* Task requirements: Print verbatim every line starting at the one that contains "large potato, one" and ending at the final line of the records; include both endpoints.

---+---

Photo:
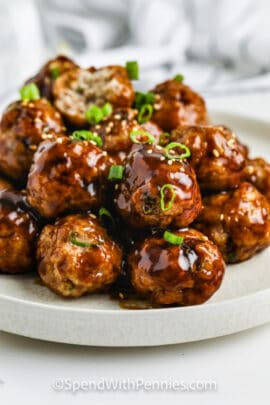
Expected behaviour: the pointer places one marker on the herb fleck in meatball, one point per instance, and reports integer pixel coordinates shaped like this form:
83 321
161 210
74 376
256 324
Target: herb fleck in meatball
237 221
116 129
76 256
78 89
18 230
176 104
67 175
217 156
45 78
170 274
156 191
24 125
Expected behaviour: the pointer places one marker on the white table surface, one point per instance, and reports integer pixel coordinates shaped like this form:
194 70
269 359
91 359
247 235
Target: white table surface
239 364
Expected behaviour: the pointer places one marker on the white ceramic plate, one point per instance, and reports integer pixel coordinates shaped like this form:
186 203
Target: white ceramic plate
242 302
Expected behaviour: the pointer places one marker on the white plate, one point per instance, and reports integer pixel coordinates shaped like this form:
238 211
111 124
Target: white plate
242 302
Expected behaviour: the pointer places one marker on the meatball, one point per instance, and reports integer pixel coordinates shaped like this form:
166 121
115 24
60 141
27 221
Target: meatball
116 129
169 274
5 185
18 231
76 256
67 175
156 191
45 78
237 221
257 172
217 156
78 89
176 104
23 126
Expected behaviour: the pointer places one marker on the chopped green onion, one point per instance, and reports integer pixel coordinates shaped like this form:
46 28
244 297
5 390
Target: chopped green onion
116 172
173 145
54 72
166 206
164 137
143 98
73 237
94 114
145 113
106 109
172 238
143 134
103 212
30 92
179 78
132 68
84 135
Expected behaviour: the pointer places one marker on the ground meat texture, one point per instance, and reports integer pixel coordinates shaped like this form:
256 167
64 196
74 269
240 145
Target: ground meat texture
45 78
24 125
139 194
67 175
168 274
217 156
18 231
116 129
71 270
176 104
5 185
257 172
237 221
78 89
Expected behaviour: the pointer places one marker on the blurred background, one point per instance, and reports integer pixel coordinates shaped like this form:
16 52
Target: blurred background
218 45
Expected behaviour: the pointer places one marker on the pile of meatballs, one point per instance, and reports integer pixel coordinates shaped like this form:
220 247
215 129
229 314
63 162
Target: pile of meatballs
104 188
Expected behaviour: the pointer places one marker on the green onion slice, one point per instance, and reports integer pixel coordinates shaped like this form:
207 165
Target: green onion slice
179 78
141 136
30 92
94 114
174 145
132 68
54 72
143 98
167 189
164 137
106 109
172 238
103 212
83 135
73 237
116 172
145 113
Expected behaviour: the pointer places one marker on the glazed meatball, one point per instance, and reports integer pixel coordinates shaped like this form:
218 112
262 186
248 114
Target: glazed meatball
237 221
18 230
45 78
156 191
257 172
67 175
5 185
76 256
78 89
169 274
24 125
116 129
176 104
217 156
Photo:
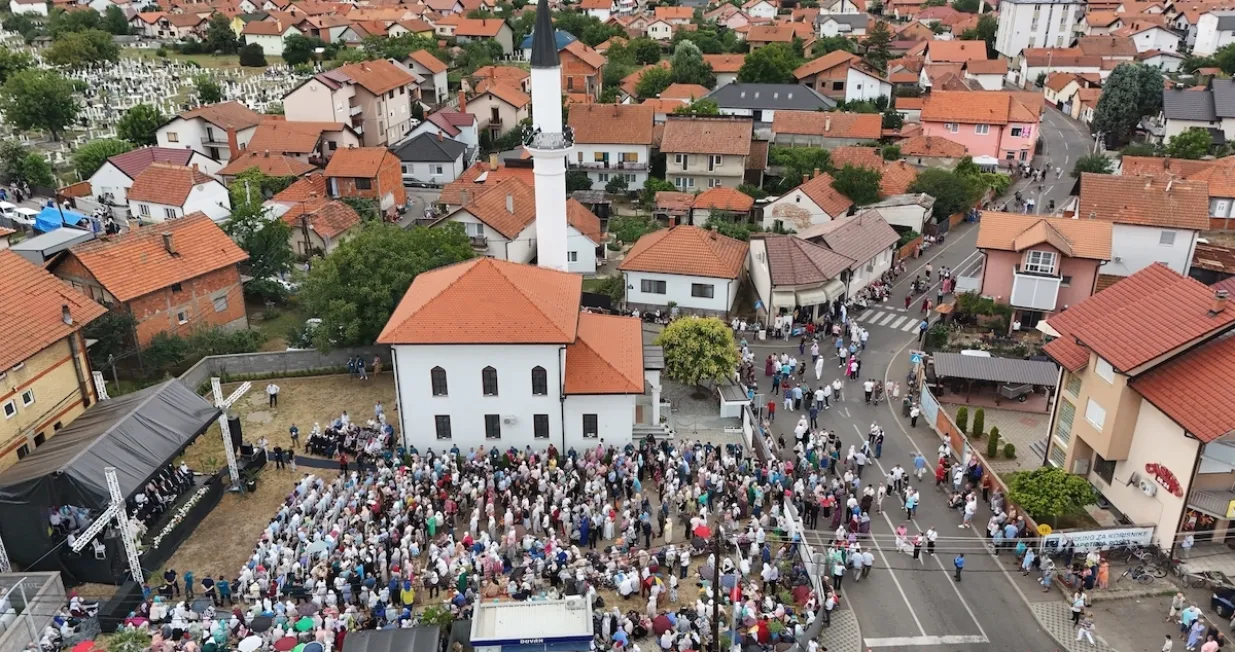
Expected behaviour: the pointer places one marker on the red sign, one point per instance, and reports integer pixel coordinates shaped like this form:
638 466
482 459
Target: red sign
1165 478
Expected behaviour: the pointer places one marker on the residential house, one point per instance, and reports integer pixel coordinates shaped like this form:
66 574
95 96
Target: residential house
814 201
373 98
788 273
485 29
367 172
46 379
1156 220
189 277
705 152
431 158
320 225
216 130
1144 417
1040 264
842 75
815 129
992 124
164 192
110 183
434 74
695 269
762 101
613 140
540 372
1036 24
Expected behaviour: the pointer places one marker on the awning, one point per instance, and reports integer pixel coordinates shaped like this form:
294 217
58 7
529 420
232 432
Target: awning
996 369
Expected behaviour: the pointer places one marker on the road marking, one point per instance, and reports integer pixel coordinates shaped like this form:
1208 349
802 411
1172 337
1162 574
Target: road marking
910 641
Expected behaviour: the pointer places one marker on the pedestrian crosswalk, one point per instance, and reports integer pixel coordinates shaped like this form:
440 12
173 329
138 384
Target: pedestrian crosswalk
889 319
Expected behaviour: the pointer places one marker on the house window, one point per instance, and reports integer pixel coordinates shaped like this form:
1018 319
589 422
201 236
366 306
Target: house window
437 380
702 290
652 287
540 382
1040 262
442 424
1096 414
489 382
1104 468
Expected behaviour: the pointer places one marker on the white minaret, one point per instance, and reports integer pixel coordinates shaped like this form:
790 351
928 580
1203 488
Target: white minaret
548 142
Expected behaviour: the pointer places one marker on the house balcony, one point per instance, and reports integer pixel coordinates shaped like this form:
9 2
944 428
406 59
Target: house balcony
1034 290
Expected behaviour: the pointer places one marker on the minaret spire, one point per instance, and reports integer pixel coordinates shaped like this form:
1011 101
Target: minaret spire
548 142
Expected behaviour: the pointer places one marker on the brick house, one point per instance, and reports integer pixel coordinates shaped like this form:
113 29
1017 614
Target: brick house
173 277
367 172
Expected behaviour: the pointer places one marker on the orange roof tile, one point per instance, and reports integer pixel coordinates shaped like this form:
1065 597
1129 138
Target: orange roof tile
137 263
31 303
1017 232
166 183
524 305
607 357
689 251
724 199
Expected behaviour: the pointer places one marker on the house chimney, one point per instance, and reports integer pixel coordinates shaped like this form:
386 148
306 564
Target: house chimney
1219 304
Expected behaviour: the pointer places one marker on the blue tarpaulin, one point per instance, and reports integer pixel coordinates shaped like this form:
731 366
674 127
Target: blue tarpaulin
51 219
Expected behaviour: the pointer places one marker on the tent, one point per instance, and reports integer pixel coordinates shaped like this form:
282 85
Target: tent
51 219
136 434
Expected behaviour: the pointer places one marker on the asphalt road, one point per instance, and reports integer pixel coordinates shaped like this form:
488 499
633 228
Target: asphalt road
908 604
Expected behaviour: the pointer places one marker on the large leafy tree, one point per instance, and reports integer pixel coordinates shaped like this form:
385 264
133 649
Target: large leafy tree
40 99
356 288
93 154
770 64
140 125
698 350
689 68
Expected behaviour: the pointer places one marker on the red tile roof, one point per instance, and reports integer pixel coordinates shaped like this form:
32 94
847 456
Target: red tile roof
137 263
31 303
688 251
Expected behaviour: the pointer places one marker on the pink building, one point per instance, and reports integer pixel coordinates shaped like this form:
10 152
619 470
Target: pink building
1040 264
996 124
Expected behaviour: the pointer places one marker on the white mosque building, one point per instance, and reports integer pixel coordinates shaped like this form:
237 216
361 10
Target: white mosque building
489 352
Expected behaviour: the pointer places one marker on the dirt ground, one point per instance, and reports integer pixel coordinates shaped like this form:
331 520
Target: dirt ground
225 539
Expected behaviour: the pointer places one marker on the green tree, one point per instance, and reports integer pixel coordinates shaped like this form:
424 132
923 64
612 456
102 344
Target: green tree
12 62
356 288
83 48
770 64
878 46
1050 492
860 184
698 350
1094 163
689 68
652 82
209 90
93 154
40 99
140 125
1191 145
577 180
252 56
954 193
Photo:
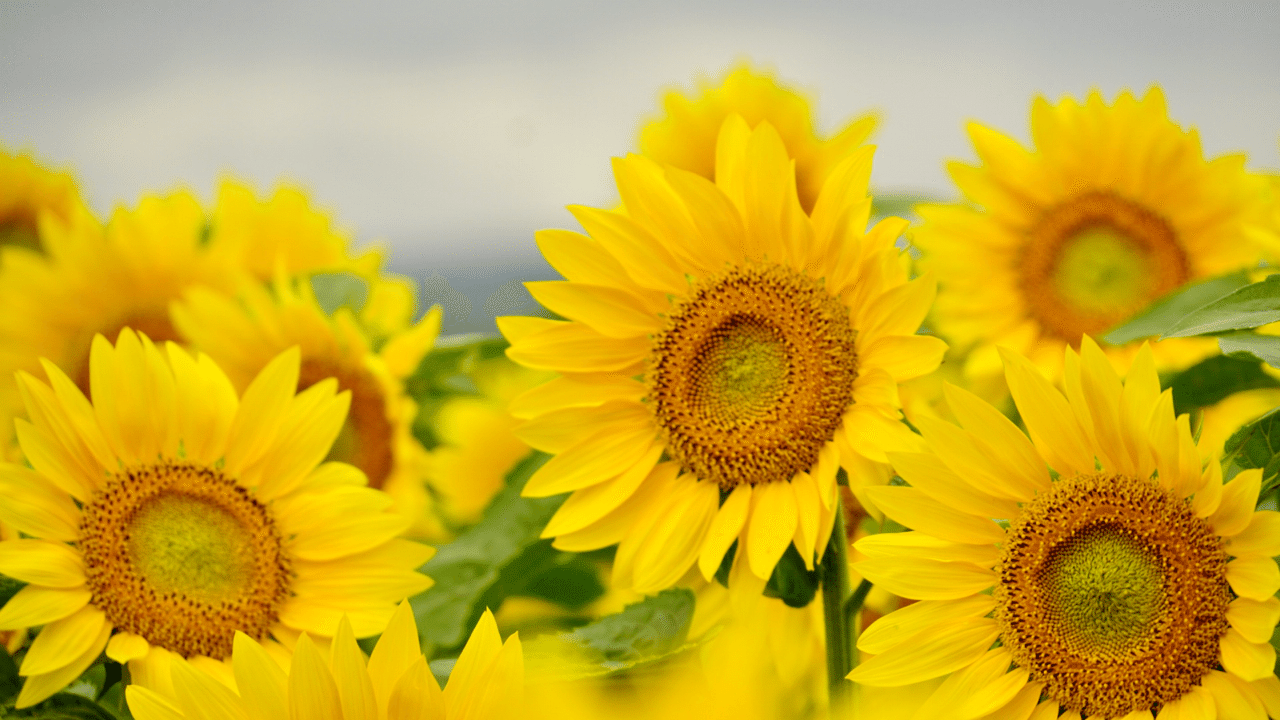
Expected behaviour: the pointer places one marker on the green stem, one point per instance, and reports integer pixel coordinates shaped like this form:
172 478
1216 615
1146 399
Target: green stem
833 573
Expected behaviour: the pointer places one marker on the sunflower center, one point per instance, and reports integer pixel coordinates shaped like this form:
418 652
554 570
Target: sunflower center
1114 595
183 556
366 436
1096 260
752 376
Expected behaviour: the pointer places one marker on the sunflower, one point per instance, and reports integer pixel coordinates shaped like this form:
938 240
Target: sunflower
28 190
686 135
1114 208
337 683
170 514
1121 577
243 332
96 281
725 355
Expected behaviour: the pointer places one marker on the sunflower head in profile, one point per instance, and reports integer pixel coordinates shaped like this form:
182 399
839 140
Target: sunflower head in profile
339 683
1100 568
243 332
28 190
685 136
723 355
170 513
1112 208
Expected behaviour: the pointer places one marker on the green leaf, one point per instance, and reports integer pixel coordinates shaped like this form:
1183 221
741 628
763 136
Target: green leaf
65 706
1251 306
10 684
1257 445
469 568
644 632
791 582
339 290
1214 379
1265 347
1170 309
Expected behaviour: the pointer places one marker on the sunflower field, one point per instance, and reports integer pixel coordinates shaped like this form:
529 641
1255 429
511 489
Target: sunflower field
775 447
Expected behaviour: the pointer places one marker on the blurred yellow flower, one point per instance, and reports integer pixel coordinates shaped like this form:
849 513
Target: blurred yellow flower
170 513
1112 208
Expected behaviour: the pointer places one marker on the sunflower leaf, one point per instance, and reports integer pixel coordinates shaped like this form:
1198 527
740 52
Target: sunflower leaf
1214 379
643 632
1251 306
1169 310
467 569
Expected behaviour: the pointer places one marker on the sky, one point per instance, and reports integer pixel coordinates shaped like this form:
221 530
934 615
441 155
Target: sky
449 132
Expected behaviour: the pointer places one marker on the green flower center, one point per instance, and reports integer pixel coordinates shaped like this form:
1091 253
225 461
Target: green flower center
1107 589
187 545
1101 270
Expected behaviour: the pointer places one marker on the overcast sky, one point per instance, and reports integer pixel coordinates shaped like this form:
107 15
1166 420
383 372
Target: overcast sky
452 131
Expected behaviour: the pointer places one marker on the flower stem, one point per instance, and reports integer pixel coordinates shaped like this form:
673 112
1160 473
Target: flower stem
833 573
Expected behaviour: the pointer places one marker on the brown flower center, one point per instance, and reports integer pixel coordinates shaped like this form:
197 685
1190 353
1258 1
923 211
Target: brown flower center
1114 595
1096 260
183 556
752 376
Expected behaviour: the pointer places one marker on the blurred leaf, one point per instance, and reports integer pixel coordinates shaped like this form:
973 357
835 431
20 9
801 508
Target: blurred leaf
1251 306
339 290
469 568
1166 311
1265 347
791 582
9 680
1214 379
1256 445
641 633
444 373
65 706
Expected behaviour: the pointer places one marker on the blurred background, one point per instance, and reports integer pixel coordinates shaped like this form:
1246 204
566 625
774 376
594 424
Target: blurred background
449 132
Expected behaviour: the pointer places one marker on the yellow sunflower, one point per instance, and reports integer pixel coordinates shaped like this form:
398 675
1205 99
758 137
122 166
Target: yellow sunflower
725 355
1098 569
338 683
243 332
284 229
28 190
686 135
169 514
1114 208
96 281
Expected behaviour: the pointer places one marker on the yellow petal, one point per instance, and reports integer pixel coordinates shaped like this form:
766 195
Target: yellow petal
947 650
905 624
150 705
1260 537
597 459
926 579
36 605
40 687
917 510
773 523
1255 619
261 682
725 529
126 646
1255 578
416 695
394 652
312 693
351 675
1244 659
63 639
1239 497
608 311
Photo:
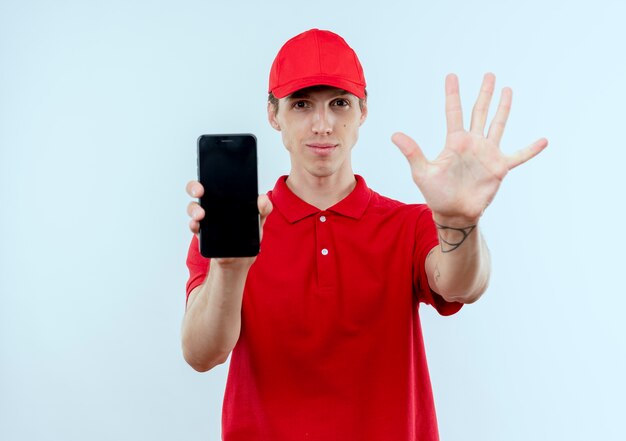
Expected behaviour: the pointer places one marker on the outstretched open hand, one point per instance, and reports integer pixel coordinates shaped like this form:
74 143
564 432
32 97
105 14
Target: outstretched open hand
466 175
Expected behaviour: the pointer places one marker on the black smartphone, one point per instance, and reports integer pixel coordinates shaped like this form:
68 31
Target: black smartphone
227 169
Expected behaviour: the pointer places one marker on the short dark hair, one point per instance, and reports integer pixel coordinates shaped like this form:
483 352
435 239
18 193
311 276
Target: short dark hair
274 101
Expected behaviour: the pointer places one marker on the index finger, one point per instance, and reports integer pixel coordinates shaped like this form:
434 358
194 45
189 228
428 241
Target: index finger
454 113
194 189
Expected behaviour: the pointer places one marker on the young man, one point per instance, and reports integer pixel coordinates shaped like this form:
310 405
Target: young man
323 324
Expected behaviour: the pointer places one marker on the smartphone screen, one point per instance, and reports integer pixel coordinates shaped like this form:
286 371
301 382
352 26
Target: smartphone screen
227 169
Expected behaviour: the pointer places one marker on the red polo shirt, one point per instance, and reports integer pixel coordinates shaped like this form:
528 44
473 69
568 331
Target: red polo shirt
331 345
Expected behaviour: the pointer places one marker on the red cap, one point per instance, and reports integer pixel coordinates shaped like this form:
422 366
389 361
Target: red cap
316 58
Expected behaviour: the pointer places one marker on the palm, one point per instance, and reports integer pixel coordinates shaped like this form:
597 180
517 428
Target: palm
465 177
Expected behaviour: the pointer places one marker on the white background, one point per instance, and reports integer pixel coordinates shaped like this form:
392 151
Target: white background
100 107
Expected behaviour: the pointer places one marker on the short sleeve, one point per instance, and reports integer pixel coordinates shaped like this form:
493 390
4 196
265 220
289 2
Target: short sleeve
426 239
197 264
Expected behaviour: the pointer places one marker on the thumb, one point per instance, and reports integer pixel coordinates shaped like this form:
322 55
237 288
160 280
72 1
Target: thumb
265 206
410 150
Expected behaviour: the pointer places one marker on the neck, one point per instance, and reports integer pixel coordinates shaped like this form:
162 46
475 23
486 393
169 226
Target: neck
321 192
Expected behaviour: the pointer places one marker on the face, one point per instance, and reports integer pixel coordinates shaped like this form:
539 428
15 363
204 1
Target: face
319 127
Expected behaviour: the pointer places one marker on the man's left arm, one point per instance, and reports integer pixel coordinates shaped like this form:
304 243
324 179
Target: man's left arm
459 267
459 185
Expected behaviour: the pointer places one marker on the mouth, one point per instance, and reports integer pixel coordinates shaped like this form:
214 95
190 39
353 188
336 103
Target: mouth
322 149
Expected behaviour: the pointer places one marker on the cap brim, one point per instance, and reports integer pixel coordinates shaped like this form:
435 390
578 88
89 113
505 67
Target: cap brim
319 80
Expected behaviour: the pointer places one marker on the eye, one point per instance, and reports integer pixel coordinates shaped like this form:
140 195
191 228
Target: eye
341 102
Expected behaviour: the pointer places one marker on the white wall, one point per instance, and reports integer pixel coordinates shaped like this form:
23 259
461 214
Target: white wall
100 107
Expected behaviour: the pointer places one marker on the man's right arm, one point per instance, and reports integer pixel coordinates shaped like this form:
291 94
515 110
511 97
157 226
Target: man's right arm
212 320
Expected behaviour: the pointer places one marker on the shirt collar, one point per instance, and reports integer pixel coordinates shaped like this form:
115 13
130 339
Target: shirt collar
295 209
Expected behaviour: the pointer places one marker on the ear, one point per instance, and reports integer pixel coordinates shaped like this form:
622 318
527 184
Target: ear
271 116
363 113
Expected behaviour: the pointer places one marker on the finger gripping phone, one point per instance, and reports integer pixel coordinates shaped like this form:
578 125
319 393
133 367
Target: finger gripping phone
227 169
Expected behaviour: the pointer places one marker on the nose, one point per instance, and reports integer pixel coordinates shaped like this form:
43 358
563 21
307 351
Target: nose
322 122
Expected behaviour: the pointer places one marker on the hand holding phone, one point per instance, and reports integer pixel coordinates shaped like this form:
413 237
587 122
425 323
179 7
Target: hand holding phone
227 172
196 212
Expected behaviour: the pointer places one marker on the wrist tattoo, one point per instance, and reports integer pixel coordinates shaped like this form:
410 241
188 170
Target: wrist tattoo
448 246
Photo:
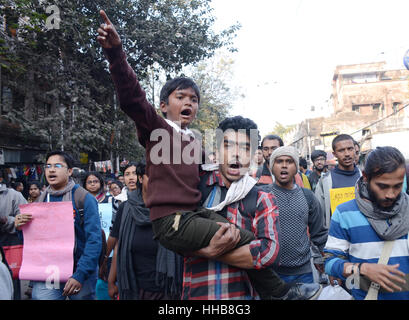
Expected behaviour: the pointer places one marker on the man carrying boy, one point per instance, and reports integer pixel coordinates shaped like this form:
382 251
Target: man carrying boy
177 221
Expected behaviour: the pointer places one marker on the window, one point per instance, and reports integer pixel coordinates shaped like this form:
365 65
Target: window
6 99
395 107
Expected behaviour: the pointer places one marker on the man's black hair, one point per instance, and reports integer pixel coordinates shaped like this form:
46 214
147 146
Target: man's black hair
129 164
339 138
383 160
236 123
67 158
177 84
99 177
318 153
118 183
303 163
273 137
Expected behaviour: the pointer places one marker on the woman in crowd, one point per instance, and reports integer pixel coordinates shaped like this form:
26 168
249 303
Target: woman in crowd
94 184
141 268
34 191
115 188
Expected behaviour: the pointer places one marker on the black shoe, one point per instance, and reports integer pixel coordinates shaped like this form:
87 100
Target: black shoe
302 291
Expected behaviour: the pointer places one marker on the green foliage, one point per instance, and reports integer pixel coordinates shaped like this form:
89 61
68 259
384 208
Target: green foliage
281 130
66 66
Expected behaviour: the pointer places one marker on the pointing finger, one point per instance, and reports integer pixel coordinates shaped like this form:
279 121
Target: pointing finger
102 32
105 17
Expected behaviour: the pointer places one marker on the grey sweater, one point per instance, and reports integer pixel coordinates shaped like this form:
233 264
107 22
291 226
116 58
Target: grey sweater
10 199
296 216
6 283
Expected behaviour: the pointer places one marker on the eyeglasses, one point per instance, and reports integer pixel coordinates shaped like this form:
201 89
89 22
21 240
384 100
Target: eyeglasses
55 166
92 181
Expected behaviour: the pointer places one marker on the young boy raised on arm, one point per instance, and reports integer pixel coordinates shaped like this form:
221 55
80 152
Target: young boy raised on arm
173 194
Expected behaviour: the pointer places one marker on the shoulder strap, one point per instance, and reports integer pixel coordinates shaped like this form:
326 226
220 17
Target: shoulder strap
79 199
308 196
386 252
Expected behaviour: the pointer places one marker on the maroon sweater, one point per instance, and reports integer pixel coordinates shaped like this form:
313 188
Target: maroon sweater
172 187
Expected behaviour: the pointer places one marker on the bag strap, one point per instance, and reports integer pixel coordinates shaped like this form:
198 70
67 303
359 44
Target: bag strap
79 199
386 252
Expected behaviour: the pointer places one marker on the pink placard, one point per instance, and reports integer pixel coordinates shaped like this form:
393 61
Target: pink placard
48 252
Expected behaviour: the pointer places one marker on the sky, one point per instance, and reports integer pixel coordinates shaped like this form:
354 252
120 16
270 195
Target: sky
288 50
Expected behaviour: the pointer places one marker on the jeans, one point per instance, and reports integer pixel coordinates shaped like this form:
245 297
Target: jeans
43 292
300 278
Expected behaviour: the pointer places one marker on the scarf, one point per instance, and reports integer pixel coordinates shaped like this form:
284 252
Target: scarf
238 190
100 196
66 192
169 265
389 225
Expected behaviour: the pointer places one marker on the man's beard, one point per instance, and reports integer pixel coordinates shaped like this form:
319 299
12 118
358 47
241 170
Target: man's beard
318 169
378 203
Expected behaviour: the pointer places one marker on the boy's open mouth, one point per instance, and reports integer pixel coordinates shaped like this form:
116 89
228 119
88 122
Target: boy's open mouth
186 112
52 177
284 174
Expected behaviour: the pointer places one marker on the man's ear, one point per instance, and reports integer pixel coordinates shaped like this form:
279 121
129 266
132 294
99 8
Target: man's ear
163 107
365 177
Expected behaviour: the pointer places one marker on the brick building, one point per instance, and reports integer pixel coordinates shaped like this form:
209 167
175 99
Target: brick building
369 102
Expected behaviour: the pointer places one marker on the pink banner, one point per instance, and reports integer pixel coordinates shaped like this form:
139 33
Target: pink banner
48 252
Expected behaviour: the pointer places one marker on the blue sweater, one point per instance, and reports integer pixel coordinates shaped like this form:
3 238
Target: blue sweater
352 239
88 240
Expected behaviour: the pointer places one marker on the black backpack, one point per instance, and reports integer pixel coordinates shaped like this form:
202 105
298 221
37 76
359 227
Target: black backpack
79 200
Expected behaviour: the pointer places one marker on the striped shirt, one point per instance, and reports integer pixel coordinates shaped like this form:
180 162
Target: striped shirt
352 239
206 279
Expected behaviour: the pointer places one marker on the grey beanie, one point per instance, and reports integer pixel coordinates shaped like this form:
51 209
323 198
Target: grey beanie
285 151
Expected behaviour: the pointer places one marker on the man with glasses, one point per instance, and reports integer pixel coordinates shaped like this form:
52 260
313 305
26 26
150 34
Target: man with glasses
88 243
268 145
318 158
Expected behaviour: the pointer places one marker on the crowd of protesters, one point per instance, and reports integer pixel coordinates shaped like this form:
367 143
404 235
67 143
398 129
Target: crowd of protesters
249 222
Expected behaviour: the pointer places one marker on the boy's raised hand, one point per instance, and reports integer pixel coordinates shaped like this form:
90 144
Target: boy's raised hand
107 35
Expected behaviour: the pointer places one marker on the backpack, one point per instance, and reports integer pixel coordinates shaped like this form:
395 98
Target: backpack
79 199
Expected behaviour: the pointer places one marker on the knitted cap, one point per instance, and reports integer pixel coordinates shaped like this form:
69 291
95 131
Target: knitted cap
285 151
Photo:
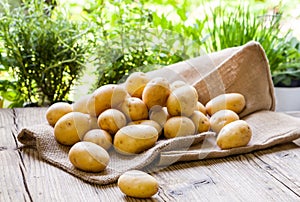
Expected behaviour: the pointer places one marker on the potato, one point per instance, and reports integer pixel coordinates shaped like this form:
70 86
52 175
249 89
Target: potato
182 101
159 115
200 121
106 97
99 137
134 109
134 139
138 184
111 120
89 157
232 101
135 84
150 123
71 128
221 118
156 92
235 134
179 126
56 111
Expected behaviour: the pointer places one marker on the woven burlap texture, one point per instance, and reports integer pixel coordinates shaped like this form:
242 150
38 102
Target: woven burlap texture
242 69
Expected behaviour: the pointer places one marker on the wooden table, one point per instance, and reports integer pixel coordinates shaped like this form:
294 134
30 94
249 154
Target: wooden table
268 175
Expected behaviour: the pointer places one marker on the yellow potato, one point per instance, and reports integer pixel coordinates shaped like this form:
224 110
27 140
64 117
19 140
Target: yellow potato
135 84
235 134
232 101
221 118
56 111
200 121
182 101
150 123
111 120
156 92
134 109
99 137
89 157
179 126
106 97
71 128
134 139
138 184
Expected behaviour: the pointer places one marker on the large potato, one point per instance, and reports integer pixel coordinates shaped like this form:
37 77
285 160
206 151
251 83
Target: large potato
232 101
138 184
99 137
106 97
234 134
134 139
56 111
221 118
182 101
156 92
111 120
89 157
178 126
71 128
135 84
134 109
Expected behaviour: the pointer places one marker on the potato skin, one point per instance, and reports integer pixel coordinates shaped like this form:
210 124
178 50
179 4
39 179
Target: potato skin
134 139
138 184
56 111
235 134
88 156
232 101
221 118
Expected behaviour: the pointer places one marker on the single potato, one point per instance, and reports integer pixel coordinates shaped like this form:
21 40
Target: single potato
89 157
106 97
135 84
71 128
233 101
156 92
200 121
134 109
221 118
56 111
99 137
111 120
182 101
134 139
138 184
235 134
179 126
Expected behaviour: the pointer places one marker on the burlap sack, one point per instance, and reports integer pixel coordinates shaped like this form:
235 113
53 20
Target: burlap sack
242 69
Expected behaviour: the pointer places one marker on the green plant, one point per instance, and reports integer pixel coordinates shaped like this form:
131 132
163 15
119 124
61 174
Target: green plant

---+---

* Response to this task:
Expected behaviour: the pointer places one marker on the large potato, one point per instance, and reports integer pixel coordinates shaped like this form:
37 77
285 160
206 151
251 83
Target: large potato
232 101
138 184
99 137
106 97
234 134
134 139
56 111
221 118
182 101
156 92
111 120
89 157
178 126
71 128
135 84
134 109
Expected behaviour: the pointer places one marker on the potato skin, one point per instance, and reports integer pixel coordinates shaped like this form:
210 124
178 50
179 4
39 179
Target: potato skin
134 139
138 184
56 111
235 134
88 156
232 101
221 118
Expected behaviour: the pointer places one marker on the single potato, one point per instance, and reports integer pixel coordinates shaped like this form:
21 40
Target: single potato
89 157
106 97
135 84
71 128
233 101
156 92
200 121
134 109
221 118
56 111
99 137
111 120
182 101
134 139
138 184
235 134
179 126
Expected behaviour: the pointer places one marker on the burlap sack, one point per instance, and reports integer pixel coordinates shaped like this form:
235 113
53 20
Target: burlap sack
242 69
Expected behaviour: the pointer places one marker on the green plant, one point per instance, and reports integer pixel coordinates shaped like this form:
131 132
163 15
119 124
61 174
Target: green plant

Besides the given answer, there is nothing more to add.